[PROBLEM REQUIREMENTS] Please copy the listing below line for line, with no changes.

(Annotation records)
※
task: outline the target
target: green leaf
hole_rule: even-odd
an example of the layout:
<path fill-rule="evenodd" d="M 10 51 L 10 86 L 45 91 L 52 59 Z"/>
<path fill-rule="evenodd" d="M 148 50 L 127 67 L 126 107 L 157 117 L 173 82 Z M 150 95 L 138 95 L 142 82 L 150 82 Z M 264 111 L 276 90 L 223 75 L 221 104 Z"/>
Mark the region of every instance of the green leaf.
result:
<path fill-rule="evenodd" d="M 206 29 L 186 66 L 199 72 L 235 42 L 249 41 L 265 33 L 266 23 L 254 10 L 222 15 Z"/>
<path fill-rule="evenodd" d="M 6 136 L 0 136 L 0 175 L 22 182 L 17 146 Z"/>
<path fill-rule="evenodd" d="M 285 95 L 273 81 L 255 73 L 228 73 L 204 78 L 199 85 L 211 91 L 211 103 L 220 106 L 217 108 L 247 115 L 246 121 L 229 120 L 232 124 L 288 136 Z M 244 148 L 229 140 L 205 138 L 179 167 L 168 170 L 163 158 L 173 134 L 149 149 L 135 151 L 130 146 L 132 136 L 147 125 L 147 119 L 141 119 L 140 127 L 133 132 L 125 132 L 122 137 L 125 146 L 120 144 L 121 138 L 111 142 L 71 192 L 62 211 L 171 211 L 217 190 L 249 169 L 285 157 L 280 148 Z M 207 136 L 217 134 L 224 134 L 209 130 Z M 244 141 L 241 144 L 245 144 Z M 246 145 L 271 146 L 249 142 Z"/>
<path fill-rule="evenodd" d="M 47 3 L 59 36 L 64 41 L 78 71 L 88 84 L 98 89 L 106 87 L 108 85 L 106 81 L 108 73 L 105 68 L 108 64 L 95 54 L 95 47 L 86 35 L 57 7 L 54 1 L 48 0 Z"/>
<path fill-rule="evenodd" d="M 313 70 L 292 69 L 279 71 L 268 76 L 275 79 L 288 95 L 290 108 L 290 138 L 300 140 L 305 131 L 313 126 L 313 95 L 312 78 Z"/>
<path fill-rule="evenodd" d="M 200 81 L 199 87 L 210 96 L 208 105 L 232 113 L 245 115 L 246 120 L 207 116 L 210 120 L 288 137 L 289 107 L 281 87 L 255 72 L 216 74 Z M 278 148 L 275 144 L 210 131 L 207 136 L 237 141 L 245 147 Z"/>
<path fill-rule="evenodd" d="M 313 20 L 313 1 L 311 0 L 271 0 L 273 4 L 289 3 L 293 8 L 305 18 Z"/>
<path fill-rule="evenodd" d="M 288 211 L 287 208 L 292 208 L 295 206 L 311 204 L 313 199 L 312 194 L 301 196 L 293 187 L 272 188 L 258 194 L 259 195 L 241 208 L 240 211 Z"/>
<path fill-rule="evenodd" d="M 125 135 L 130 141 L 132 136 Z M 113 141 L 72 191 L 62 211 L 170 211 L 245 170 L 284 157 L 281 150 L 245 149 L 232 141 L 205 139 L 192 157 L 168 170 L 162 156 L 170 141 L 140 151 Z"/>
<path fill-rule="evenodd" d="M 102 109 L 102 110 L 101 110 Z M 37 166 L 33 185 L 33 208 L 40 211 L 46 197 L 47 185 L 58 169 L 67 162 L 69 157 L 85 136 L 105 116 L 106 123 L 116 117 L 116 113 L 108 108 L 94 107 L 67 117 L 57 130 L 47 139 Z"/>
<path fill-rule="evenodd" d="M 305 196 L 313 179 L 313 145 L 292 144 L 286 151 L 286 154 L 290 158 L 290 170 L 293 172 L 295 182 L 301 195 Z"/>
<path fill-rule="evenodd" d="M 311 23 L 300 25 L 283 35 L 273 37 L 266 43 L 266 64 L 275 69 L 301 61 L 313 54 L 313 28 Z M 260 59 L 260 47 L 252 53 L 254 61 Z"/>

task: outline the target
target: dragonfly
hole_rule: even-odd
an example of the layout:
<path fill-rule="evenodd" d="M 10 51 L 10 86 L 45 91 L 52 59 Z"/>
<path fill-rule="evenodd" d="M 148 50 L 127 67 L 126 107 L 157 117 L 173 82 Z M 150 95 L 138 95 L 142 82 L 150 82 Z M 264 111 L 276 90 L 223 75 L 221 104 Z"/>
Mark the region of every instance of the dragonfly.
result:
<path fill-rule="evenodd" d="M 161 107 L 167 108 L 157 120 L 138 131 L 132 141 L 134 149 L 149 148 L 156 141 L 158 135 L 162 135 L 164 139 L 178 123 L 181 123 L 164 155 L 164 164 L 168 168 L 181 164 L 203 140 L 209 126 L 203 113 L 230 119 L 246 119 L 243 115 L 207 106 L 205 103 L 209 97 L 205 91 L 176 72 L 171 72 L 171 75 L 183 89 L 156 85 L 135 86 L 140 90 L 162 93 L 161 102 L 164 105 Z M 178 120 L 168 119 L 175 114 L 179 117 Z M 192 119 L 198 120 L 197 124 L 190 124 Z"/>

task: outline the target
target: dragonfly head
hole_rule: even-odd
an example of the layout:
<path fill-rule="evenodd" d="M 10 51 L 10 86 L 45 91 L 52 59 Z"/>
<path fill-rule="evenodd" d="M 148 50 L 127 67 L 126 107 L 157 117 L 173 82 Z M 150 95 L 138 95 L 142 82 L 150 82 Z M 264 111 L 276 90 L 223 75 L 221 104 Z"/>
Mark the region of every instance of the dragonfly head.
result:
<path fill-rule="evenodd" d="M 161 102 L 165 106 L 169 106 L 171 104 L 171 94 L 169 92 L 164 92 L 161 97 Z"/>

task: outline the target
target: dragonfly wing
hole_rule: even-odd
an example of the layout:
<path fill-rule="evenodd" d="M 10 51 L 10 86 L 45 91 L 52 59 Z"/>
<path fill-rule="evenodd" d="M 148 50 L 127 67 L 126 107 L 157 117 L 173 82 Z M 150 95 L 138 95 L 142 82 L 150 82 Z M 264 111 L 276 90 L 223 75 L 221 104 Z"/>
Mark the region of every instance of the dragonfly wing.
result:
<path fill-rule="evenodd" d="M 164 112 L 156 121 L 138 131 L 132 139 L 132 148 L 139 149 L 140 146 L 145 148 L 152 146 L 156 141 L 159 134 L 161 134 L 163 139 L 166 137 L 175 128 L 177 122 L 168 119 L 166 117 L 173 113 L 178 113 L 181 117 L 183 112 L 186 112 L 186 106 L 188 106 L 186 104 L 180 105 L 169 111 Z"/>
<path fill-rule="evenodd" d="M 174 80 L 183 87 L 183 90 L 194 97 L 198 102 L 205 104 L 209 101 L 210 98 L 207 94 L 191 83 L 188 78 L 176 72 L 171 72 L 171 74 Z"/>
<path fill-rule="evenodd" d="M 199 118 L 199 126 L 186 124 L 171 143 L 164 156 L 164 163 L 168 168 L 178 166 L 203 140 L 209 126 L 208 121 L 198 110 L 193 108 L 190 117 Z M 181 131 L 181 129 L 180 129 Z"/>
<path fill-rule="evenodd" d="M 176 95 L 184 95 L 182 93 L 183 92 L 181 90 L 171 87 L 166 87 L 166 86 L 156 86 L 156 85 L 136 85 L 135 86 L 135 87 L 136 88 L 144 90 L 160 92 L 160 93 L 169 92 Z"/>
※
[TASK RESPONSE]
task: outline the target
target: green leaf
hole_rule: even-odd
an example of the layout:
<path fill-rule="evenodd" d="M 10 51 L 10 86 L 45 91 L 52 59 Z"/>
<path fill-rule="evenodd" d="M 148 50 L 127 67 L 126 107 L 157 117 L 173 82 Z M 150 95 L 138 95 L 142 82 L 150 82 Z M 264 111 L 276 90 L 223 75 L 221 104 Z"/>
Mark the region of every instance of the green leaf.
result:
<path fill-rule="evenodd" d="M 206 29 L 186 66 L 199 72 L 235 42 L 249 41 L 265 33 L 266 23 L 254 10 L 222 15 Z"/>
<path fill-rule="evenodd" d="M 6 136 L 0 136 L 0 175 L 22 182 L 17 146 Z"/>
<path fill-rule="evenodd" d="M 285 95 L 273 81 L 255 73 L 228 73 L 204 78 L 199 85 L 211 91 L 211 103 L 220 106 L 217 108 L 247 115 L 246 121 L 229 120 L 232 124 L 288 136 Z M 244 148 L 229 140 L 205 138 L 179 167 L 168 170 L 163 158 L 173 134 L 149 149 L 135 151 L 130 146 L 132 136 L 147 125 L 147 119 L 141 119 L 140 127 L 133 132 L 125 132 L 122 137 L 125 146 L 120 144 L 121 138 L 111 142 L 71 192 L 62 211 L 171 211 L 217 190 L 249 169 L 285 157 L 280 148 Z M 207 136 L 217 134 L 224 134 L 209 130 Z M 244 141 L 241 144 L 245 144 Z M 246 145 L 271 146 L 249 142 Z"/>
<path fill-rule="evenodd" d="M 47 3 L 59 36 L 64 41 L 78 71 L 88 84 L 98 89 L 106 87 L 108 85 L 106 81 L 108 73 L 105 68 L 108 64 L 95 54 L 95 47 L 86 35 L 57 7 L 54 1 L 48 0 Z"/>
<path fill-rule="evenodd" d="M 313 70 L 292 69 L 279 71 L 268 76 L 275 79 L 288 95 L 290 108 L 290 138 L 300 140 L 305 131 L 313 126 L 313 95 L 312 78 Z"/>
<path fill-rule="evenodd" d="M 200 81 L 199 87 L 210 96 L 208 105 L 232 113 L 245 115 L 246 120 L 207 116 L 210 120 L 288 137 L 289 107 L 281 87 L 255 72 L 216 74 Z M 278 148 L 275 144 L 210 131 L 207 136 L 237 141 L 245 147 Z"/>
<path fill-rule="evenodd" d="M 313 20 L 313 1 L 311 0 L 271 0 L 273 4 L 289 3 L 293 8 L 305 18 Z"/>
<path fill-rule="evenodd" d="M 288 211 L 287 208 L 292 208 L 295 206 L 311 204 L 313 199 L 312 194 L 301 196 L 293 187 L 272 188 L 258 194 L 259 195 L 241 208 L 240 211 Z"/>
<path fill-rule="evenodd" d="M 125 135 L 130 141 L 132 136 Z M 113 141 L 72 191 L 62 211 L 170 211 L 245 170 L 284 157 L 281 150 L 245 149 L 232 141 L 205 139 L 192 157 L 168 170 L 162 156 L 170 141 L 140 151 Z"/>
<path fill-rule="evenodd" d="M 102 109 L 102 110 L 101 110 Z M 37 166 L 33 185 L 33 208 L 40 211 L 46 197 L 47 185 L 58 169 L 67 162 L 69 157 L 85 136 L 105 116 L 106 123 L 116 117 L 116 113 L 108 108 L 94 107 L 67 117 L 57 130 L 47 139 Z"/>
<path fill-rule="evenodd" d="M 305 196 L 313 179 L 313 145 L 292 144 L 286 151 L 286 154 L 290 158 L 290 170 L 293 172 L 295 182 L 301 195 Z"/>
<path fill-rule="evenodd" d="M 311 23 L 300 25 L 283 35 L 273 37 L 266 43 L 266 64 L 275 69 L 301 61 L 313 54 L 313 28 Z M 260 59 L 260 47 L 252 53 L 254 61 Z"/>

task: outline the target
target: dragonfly
hole_rule: even-odd
an example of the layout:
<path fill-rule="evenodd" d="M 10 51 L 10 86 L 45 91 L 52 59 Z"/>
<path fill-rule="evenodd" d="M 148 50 L 127 67 L 126 107 L 157 117 L 173 82 Z M 150 95 L 138 95 L 142 82 L 150 82 Z M 264 111 L 276 90 L 223 75 L 221 104 Z"/>
Mark the region of every instance of the dragonfly.
result:
<path fill-rule="evenodd" d="M 161 107 L 167 108 L 157 120 L 138 131 L 132 141 L 134 149 L 149 148 L 156 141 L 158 135 L 162 135 L 164 139 L 178 123 L 181 123 L 164 155 L 164 164 L 168 168 L 181 164 L 203 140 L 209 126 L 203 113 L 230 119 L 246 119 L 243 115 L 207 106 L 205 103 L 209 97 L 205 91 L 176 72 L 171 72 L 171 75 L 183 89 L 156 85 L 135 86 L 140 90 L 162 93 L 161 102 L 164 105 Z M 178 120 L 168 119 L 175 114 L 179 117 Z M 192 119 L 198 120 L 197 124 L 190 124 Z"/>

task: outline the target
target: dragonfly head
hole_rule: even-odd
an example of the layout:
<path fill-rule="evenodd" d="M 10 51 L 10 86 L 45 91 L 52 59 Z"/>
<path fill-rule="evenodd" d="M 148 50 L 127 67 L 126 107 L 157 117 L 173 82 Z M 150 95 L 138 95 L 142 82 L 150 82 Z M 264 111 L 276 90 L 223 75 L 221 104 Z"/>
Mark the region of every instance of the dragonfly head.
result:
<path fill-rule="evenodd" d="M 161 102 L 165 106 L 169 106 L 171 104 L 171 94 L 169 92 L 164 92 L 161 97 Z"/>

task: outline the target
target: dragonfly wing
hole_rule: even-odd
an example of the layout:
<path fill-rule="evenodd" d="M 10 51 L 10 86 L 45 91 L 52 59 Z"/>
<path fill-rule="evenodd" d="M 148 50 L 127 67 L 126 107 L 157 117 L 173 82 Z M 150 95 L 138 95 L 142 82 L 150 82 Z M 264 111 L 276 90 L 223 75 L 221 104 Z"/>
Mark the region of every instance of the dragonfly wing.
result:
<path fill-rule="evenodd" d="M 164 112 L 156 121 L 138 131 L 132 139 L 132 148 L 139 149 L 140 146 L 145 148 L 152 146 L 156 141 L 159 134 L 161 134 L 163 139 L 166 137 L 175 128 L 177 122 L 168 119 L 166 117 L 173 113 L 178 113 L 181 117 L 183 112 L 186 112 L 186 106 L 188 106 L 186 104 L 180 105 L 169 111 Z"/>
<path fill-rule="evenodd" d="M 174 80 L 183 87 L 183 90 L 194 97 L 198 102 L 205 104 L 209 101 L 210 98 L 207 94 L 191 83 L 188 78 L 176 72 L 171 72 L 171 74 Z"/>
<path fill-rule="evenodd" d="M 199 118 L 199 126 L 186 124 L 171 143 L 164 156 L 164 163 L 168 168 L 178 166 L 203 140 L 209 126 L 208 121 L 198 110 L 193 108 L 190 117 Z M 181 131 L 181 129 L 180 129 Z"/>
<path fill-rule="evenodd" d="M 176 95 L 184 95 L 182 93 L 183 92 L 181 90 L 171 87 L 166 87 L 166 86 L 156 86 L 156 85 L 136 85 L 135 86 L 135 87 L 136 88 L 144 90 L 160 92 L 160 93 L 169 92 Z"/>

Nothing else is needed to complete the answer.